Tally every line in the data that has the word "pillow" and report only the total.

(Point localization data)
+===+

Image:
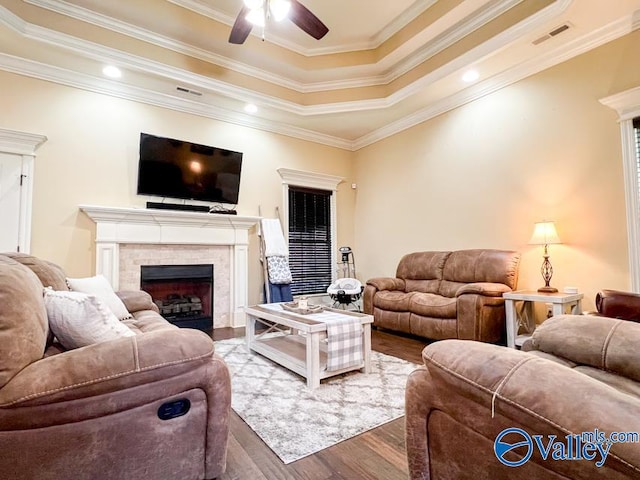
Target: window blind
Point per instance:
(309, 240)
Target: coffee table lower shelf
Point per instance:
(300, 344)
(290, 351)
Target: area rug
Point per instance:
(295, 421)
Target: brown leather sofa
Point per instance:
(94, 412)
(441, 295)
(618, 304)
(579, 373)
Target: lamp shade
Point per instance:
(544, 233)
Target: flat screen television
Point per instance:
(178, 169)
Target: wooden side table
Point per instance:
(561, 302)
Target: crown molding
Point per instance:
(394, 69)
(562, 53)
(20, 143)
(82, 81)
(106, 54)
(626, 103)
(117, 89)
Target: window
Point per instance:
(310, 244)
(310, 213)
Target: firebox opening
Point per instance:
(183, 293)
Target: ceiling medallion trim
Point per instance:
(102, 86)
(563, 53)
(106, 54)
(394, 69)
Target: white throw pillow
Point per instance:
(78, 319)
(101, 288)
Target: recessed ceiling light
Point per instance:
(471, 76)
(111, 71)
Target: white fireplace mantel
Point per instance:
(121, 225)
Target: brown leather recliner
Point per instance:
(579, 374)
(618, 304)
(95, 412)
(439, 295)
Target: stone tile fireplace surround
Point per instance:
(127, 238)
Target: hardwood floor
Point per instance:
(378, 454)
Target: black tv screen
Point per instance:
(178, 169)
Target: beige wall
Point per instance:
(481, 175)
(91, 157)
(476, 177)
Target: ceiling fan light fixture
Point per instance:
(256, 17)
(253, 4)
(279, 9)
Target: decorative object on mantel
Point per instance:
(544, 233)
(302, 307)
(295, 421)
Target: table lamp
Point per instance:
(544, 233)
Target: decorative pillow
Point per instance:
(101, 288)
(78, 319)
(278, 269)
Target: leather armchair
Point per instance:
(109, 410)
(618, 304)
(578, 374)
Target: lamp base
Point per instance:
(547, 290)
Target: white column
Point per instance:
(108, 262)
(239, 282)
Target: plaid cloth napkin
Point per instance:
(344, 340)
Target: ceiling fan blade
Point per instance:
(307, 21)
(241, 28)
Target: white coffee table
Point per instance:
(295, 341)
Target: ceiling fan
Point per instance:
(256, 12)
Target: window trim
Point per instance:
(627, 105)
(319, 181)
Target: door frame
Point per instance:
(23, 145)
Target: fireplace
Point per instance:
(183, 293)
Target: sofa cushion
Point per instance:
(422, 265)
(23, 319)
(50, 274)
(78, 319)
(424, 286)
(482, 265)
(101, 288)
(392, 300)
(430, 305)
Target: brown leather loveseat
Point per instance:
(441, 295)
(576, 385)
(154, 405)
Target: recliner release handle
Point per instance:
(174, 409)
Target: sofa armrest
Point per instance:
(137, 300)
(387, 283)
(107, 367)
(617, 304)
(487, 289)
(602, 342)
(485, 389)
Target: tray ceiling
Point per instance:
(379, 70)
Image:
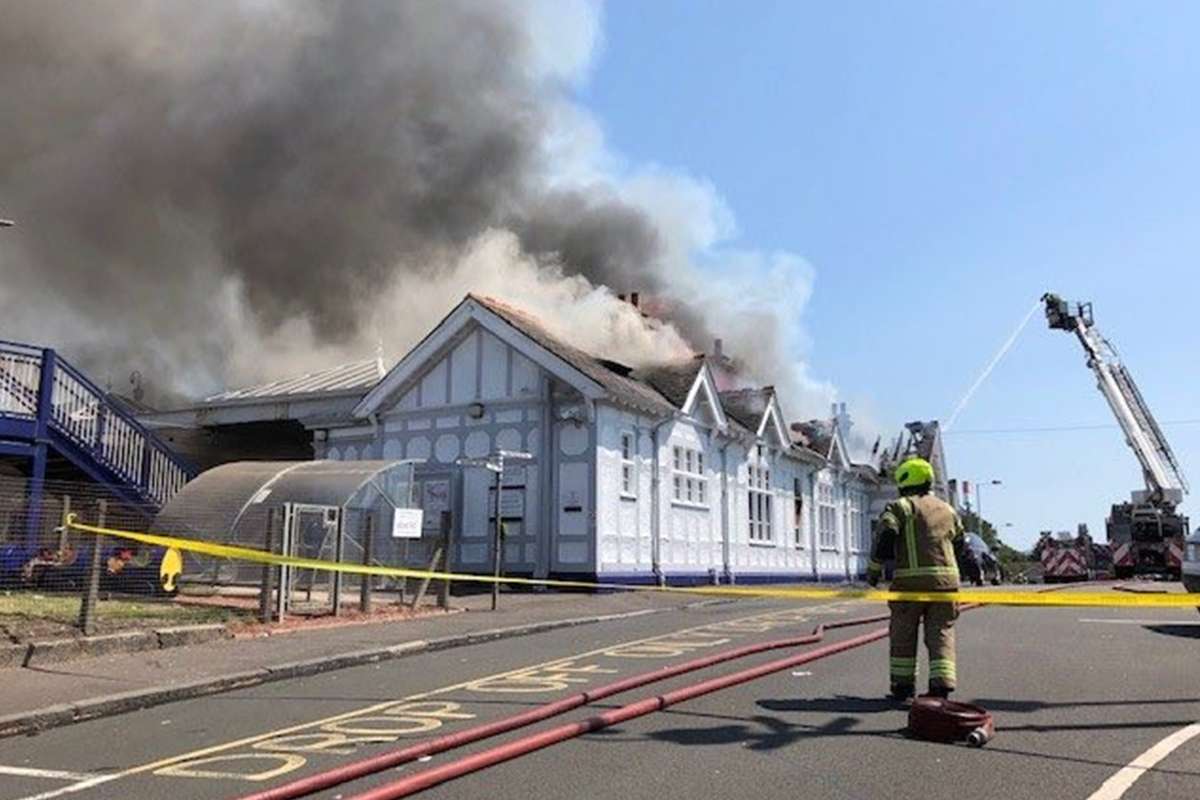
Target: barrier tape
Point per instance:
(990, 597)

+===+

● **Response**: 2